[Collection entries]
┏━━
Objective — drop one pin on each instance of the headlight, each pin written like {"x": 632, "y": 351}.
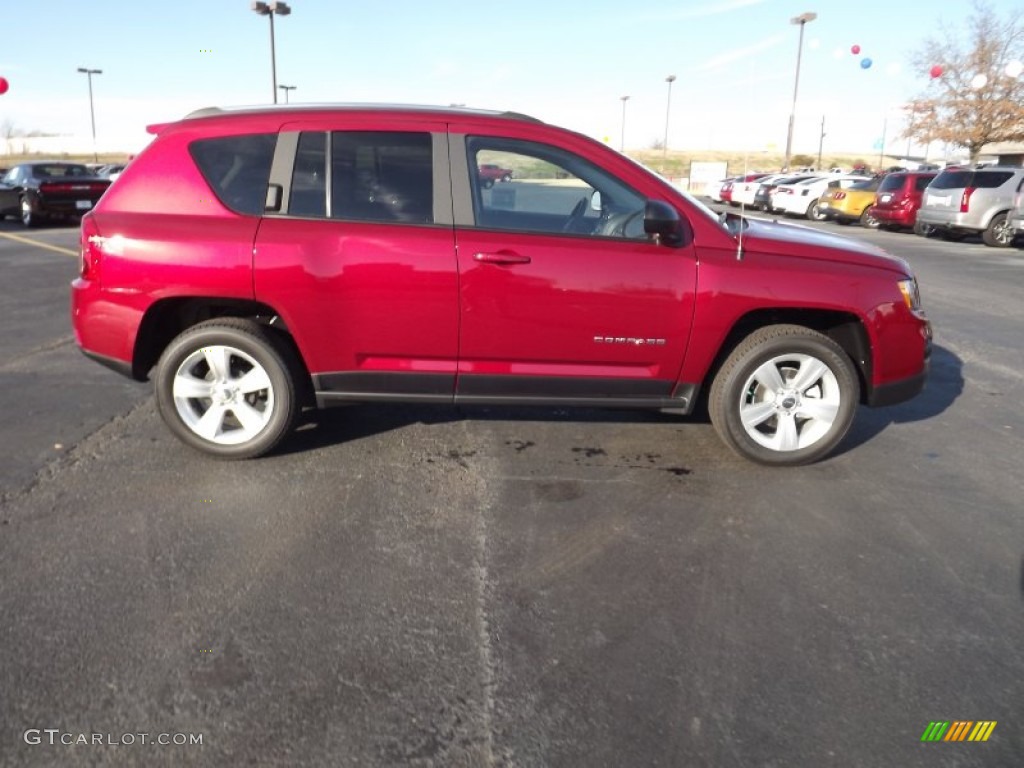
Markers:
{"x": 911, "y": 295}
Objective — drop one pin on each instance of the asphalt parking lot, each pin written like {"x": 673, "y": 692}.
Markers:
{"x": 452, "y": 587}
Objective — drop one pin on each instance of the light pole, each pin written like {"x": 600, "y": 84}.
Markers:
{"x": 802, "y": 19}
{"x": 622, "y": 145}
{"x": 668, "y": 111}
{"x": 269, "y": 10}
{"x": 92, "y": 115}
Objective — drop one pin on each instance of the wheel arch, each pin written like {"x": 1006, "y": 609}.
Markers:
{"x": 166, "y": 318}
{"x": 845, "y": 329}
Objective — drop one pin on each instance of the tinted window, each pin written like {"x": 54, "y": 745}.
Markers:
{"x": 991, "y": 179}
{"x": 551, "y": 190}
{"x": 237, "y": 169}
{"x": 58, "y": 171}
{"x": 382, "y": 176}
{"x": 952, "y": 180}
{"x": 892, "y": 182}
{"x": 308, "y": 192}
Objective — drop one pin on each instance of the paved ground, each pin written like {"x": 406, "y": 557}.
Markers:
{"x": 403, "y": 586}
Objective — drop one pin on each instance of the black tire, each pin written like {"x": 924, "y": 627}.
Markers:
{"x": 30, "y": 218}
{"x": 739, "y": 389}
{"x": 242, "y": 347}
{"x": 925, "y": 230}
{"x": 998, "y": 233}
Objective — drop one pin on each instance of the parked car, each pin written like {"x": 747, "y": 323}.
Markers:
{"x": 36, "y": 192}
{"x": 898, "y": 199}
{"x": 714, "y": 188}
{"x": 844, "y": 206}
{"x": 802, "y": 198}
{"x": 743, "y": 192}
{"x": 972, "y": 201}
{"x": 762, "y": 198}
{"x": 338, "y": 255}
{"x": 1017, "y": 212}
{"x": 489, "y": 173}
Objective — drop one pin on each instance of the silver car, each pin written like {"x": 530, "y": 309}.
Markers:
{"x": 1017, "y": 212}
{"x": 972, "y": 201}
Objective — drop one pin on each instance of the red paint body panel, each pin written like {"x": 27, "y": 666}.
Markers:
{"x": 363, "y": 296}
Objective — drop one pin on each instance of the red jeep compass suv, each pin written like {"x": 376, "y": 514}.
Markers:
{"x": 249, "y": 257}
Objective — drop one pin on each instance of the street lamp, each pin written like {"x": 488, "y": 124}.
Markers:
{"x": 802, "y": 19}
{"x": 668, "y": 111}
{"x": 269, "y": 10}
{"x": 92, "y": 115}
{"x": 622, "y": 145}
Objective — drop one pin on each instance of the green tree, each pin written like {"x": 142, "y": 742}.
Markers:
{"x": 979, "y": 96}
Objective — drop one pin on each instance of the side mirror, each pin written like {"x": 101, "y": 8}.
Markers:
{"x": 663, "y": 222}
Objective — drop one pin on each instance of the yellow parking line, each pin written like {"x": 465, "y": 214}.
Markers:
{"x": 38, "y": 244}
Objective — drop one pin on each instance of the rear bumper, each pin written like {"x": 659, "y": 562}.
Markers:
{"x": 900, "y": 216}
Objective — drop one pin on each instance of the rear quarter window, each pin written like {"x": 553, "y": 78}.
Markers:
{"x": 237, "y": 168}
{"x": 953, "y": 180}
{"x": 992, "y": 179}
{"x": 892, "y": 182}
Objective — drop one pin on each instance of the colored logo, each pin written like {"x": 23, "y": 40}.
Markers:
{"x": 958, "y": 730}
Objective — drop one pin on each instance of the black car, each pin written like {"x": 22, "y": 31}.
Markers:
{"x": 35, "y": 192}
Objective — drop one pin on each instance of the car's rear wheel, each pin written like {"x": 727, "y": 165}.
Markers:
{"x": 29, "y": 216}
{"x": 785, "y": 396}
{"x": 227, "y": 387}
{"x": 925, "y": 230}
{"x": 998, "y": 233}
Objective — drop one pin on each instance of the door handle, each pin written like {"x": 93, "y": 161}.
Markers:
{"x": 502, "y": 257}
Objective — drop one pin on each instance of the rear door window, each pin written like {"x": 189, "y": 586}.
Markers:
{"x": 237, "y": 169}
{"x": 953, "y": 180}
{"x": 991, "y": 179}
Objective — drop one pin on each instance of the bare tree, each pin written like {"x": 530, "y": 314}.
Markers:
{"x": 976, "y": 99}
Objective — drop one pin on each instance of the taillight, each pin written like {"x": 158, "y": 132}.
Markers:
{"x": 966, "y": 199}
{"x": 91, "y": 247}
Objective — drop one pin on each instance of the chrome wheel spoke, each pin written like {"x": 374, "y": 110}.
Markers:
{"x": 219, "y": 360}
{"x": 756, "y": 414}
{"x": 254, "y": 381}
{"x": 252, "y": 420}
{"x": 211, "y": 423}
{"x": 188, "y": 386}
{"x": 769, "y": 377}
{"x": 817, "y": 410}
{"x": 811, "y": 370}
{"x": 786, "y": 436}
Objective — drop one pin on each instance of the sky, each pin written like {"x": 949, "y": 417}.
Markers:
{"x": 565, "y": 61}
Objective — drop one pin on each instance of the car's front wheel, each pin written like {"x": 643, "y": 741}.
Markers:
{"x": 867, "y": 219}
{"x": 785, "y": 396}
{"x": 227, "y": 387}
{"x": 29, "y": 216}
{"x": 998, "y": 233}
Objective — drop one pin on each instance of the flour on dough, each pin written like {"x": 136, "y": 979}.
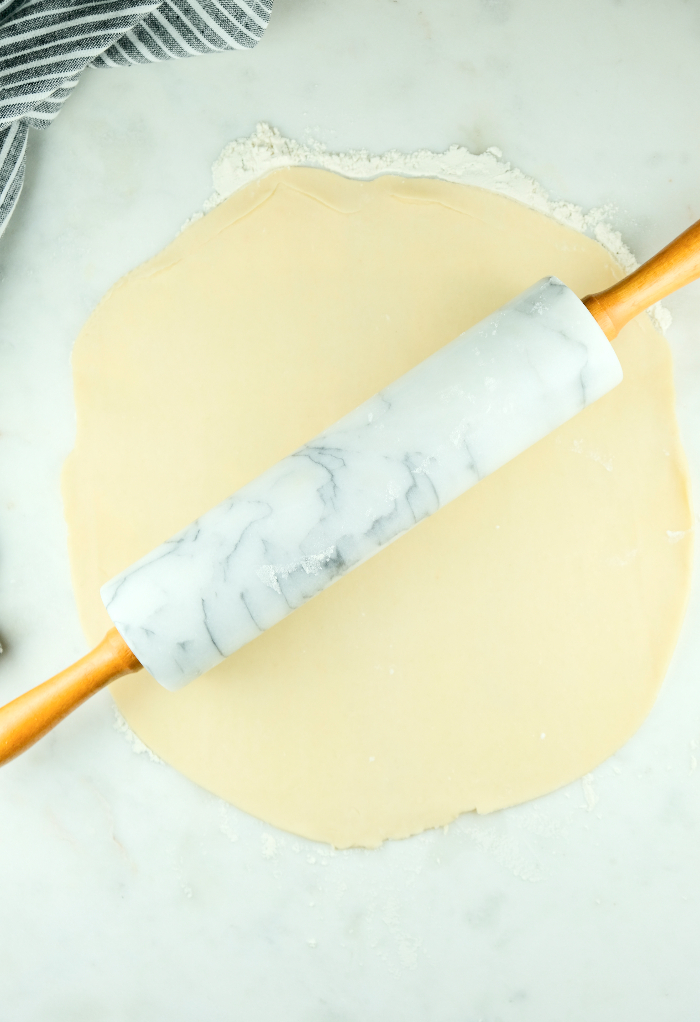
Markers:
{"x": 501, "y": 649}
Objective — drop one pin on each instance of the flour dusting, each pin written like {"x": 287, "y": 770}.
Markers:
{"x": 267, "y": 149}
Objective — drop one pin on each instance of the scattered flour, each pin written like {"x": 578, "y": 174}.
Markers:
{"x": 135, "y": 742}
{"x": 267, "y": 149}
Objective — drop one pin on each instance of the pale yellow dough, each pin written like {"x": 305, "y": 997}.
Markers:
{"x": 505, "y": 646}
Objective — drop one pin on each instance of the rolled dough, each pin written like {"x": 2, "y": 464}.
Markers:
{"x": 504, "y": 647}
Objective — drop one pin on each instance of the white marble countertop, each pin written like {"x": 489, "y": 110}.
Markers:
{"x": 126, "y": 892}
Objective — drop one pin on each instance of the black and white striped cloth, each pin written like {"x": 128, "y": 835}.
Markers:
{"x": 46, "y": 44}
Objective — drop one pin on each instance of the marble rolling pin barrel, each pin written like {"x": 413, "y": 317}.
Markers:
{"x": 423, "y": 440}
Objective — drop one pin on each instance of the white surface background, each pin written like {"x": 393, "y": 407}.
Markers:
{"x": 125, "y": 891}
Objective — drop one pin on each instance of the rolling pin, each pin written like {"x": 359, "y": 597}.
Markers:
{"x": 421, "y": 442}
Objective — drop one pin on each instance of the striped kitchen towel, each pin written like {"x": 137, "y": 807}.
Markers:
{"x": 46, "y": 44}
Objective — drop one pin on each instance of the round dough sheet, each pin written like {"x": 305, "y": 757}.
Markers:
{"x": 502, "y": 648}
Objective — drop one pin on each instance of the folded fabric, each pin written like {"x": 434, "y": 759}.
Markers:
{"x": 46, "y": 44}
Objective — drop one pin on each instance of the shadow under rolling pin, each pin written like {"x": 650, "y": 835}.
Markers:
{"x": 362, "y": 483}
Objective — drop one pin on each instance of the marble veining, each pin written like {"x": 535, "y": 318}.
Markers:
{"x": 400, "y": 457}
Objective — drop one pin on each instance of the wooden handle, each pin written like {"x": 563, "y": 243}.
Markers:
{"x": 673, "y": 267}
{"x": 30, "y": 716}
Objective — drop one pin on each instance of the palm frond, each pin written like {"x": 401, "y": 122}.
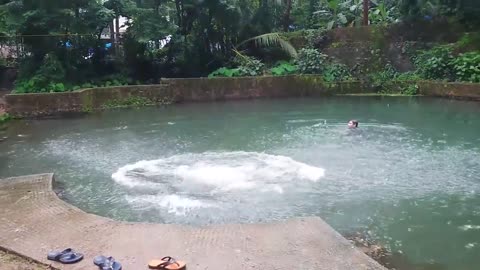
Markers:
{"x": 270, "y": 40}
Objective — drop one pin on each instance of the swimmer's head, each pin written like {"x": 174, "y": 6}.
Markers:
{"x": 353, "y": 124}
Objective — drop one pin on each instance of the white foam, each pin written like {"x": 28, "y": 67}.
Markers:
{"x": 469, "y": 227}
{"x": 174, "y": 204}
{"x": 224, "y": 171}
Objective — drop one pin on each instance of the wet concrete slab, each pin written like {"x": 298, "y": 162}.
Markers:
{"x": 33, "y": 221}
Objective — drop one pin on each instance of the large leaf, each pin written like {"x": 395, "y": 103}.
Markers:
{"x": 272, "y": 39}
{"x": 330, "y": 25}
{"x": 342, "y": 18}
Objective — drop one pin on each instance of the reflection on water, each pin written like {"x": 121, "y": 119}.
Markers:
{"x": 408, "y": 177}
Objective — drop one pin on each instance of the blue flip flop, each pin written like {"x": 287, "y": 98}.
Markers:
{"x": 107, "y": 263}
{"x": 66, "y": 256}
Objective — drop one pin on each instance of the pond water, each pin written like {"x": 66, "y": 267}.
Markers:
{"x": 409, "y": 176}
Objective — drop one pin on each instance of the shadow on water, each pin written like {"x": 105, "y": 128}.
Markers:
{"x": 382, "y": 255}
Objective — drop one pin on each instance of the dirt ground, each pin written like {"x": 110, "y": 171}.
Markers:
{"x": 10, "y": 261}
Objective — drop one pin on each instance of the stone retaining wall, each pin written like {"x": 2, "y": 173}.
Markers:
{"x": 470, "y": 91}
{"x": 203, "y": 89}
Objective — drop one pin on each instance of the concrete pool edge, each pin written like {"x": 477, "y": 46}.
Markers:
{"x": 35, "y": 220}
{"x": 216, "y": 89}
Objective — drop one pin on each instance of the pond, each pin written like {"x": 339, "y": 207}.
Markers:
{"x": 409, "y": 176}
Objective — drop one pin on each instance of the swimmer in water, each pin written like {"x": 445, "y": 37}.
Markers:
{"x": 352, "y": 124}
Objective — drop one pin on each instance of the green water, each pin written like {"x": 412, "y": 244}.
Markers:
{"x": 409, "y": 177}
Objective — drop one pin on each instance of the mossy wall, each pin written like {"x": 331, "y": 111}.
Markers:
{"x": 207, "y": 90}
{"x": 369, "y": 49}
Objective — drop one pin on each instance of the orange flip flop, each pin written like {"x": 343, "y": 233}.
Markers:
{"x": 167, "y": 263}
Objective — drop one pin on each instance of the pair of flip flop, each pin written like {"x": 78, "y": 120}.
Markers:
{"x": 69, "y": 256}
{"x": 167, "y": 263}
{"x": 107, "y": 263}
{"x": 66, "y": 256}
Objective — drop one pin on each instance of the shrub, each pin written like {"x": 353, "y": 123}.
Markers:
{"x": 335, "y": 72}
{"x": 411, "y": 90}
{"x": 283, "y": 68}
{"x": 436, "y": 63}
{"x": 5, "y": 117}
{"x": 224, "y": 72}
{"x": 466, "y": 67}
{"x": 310, "y": 61}
{"x": 378, "y": 79}
{"x": 248, "y": 66}
{"x": 408, "y": 76}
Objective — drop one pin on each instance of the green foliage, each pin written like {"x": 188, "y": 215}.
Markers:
{"x": 283, "y": 68}
{"x": 335, "y": 72}
{"x": 311, "y": 61}
{"x": 246, "y": 66}
{"x": 469, "y": 41}
{"x": 467, "y": 67}
{"x": 132, "y": 101}
{"x": 249, "y": 66}
{"x": 378, "y": 79}
{"x": 410, "y": 90}
{"x": 5, "y": 118}
{"x": 440, "y": 63}
{"x": 224, "y": 72}
{"x": 410, "y": 76}
{"x": 435, "y": 64}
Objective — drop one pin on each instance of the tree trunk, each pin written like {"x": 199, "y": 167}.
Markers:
{"x": 286, "y": 17}
{"x": 117, "y": 29}
{"x": 112, "y": 33}
{"x": 365, "y": 11}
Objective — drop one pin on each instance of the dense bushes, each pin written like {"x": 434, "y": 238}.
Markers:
{"x": 311, "y": 61}
{"x": 440, "y": 63}
{"x": 466, "y": 67}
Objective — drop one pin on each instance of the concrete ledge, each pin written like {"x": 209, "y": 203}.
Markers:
{"x": 34, "y": 221}
{"x": 217, "y": 89}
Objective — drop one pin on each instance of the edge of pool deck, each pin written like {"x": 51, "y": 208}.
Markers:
{"x": 33, "y": 221}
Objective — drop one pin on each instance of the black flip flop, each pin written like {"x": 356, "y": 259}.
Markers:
{"x": 65, "y": 256}
{"x": 107, "y": 263}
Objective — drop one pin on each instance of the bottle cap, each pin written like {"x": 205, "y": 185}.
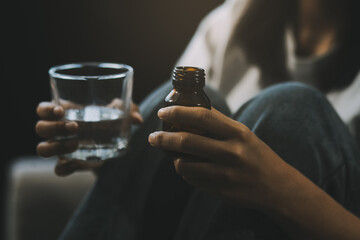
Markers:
{"x": 185, "y": 76}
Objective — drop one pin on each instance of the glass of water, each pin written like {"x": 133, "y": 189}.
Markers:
{"x": 98, "y": 97}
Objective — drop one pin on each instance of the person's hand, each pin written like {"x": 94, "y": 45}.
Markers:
{"x": 234, "y": 165}
{"x": 239, "y": 168}
{"x": 51, "y": 126}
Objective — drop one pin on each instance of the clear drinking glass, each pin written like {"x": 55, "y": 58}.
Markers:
{"x": 98, "y": 97}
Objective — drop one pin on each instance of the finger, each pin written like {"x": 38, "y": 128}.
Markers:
{"x": 51, "y": 129}
{"x": 192, "y": 144}
{"x": 49, "y": 111}
{"x": 199, "y": 169}
{"x": 66, "y": 167}
{"x": 52, "y": 148}
{"x": 211, "y": 121}
{"x": 136, "y": 118}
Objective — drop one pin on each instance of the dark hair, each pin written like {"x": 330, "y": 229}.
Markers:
{"x": 261, "y": 34}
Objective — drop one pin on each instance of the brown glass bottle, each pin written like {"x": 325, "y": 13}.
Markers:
{"x": 188, "y": 91}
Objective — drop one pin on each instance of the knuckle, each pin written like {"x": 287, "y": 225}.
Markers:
{"x": 179, "y": 167}
{"x": 183, "y": 141}
{"x": 234, "y": 151}
{"x": 42, "y": 150}
{"x": 159, "y": 138}
{"x": 38, "y": 128}
{"x": 203, "y": 113}
{"x": 243, "y": 132}
{"x": 172, "y": 113}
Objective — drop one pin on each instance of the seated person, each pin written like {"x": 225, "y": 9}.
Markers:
{"x": 283, "y": 160}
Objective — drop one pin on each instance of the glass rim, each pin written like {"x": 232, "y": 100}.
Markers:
{"x": 53, "y": 70}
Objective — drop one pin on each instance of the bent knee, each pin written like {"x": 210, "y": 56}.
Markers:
{"x": 293, "y": 93}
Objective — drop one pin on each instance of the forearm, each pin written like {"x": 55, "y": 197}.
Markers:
{"x": 307, "y": 212}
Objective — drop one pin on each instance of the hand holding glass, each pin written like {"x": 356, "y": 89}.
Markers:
{"x": 98, "y": 97}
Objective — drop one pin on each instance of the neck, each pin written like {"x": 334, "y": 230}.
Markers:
{"x": 316, "y": 26}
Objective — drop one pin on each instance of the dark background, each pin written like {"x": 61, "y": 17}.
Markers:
{"x": 149, "y": 35}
┗━━
**INSTRUCTIONS TO FOLLOW:**
Where a line of the entries contains the word "swimmer", copy that line.

**WORKED SOLUTION:**
Objective — drop one pin on each instance of the swimmer's head, each pin written like {"x": 174, "y": 6}.
Objective — drop one pin on each instance of the swimmer in water, each pin written like {"x": 445, "y": 37}.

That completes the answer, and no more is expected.